[Prompt]: An exact reproduction of all the entries below is required.

[Supplied information]:
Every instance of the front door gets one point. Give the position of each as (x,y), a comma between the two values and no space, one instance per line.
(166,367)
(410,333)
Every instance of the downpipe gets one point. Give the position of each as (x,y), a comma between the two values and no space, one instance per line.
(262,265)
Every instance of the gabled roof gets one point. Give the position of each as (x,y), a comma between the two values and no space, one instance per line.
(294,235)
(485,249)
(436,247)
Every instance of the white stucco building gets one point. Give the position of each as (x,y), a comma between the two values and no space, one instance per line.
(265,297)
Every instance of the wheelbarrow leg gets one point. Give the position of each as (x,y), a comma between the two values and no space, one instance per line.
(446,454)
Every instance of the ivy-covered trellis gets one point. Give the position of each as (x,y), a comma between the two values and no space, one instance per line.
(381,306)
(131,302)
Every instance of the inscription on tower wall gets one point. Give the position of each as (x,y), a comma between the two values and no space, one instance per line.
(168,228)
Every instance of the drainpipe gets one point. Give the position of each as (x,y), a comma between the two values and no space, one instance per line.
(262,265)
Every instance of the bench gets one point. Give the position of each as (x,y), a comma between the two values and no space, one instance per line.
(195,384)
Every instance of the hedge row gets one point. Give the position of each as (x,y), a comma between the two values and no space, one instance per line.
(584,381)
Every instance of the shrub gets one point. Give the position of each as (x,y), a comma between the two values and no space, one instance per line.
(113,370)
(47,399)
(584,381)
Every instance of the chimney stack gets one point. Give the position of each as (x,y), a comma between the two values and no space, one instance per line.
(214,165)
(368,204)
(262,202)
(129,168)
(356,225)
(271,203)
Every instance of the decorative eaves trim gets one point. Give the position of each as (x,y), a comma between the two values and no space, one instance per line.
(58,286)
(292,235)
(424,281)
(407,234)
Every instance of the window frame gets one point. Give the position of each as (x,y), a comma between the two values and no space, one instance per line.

[Task response]:
Every instance of the front door gets one point. Give the position of each as (x,y), a comma between the two values and no space, one instance per line.
(166,367)
(410,333)
Every instance of the downpipe gets one point. Give the position of each as (x,y), a comma between the two values and no space, one instance per line.
(262,265)
Every instance of the gabled roof gets one point. Give the position of each as (x,y), a comma between the two values and no space, one instance per line.
(294,235)
(485,249)
(436,247)
Every instance of the white stucco building gets one point. Give the position of each as (x,y), a comma between the two values and no space, one instance per line.
(265,297)
Every instance of the wheelbarrow leg gets one point. Give the position of each as (x,y), a comma between the two values and no space, one instance per line.
(446,454)
Every instance of the ivy-covered trellis gets one point. Give the position of each as (x,y), a comma between the two values and no space, one instance per line.
(381,306)
(131,302)
Every instance of the inscription on tower wall gets one point. Give the position of each as (x,y), a comma between the two values and no space, one instance per line.
(168,228)
Every instance of the drainpipe gets one point. Give the position of each as (x,y), a comma between the two values and no space, one instance per line.
(262,265)
Every instance of the bench gets one point. Give the position of each as (x,y), a comma between the two values and no space, one instance per line.
(195,384)
Every instance of the hedge row gets one point. Give the position of each as (x,y), a comma between the two values and no space, one instance per line.
(584,381)
Every instance of the shrub gets one point. Give the position of each as (x,y), a comma between the two values and no space, one instance per line.
(113,370)
(47,399)
(584,381)
Every instance of the chimney stack gets one point. Give the position of each as (x,y), a comma between the two values and no space, one instance per line.
(214,165)
(368,204)
(262,202)
(129,168)
(356,225)
(271,203)
Every instance of the decorative eaves trim gets one point. Give the position of each as (x,y), a comma between the two values and no space, one instance per line.
(58,286)
(292,235)
(424,281)
(407,234)
Every instance of the window frame gets one point. Give the position of each as (x,y), a comma between the two values and no space, one instance per line.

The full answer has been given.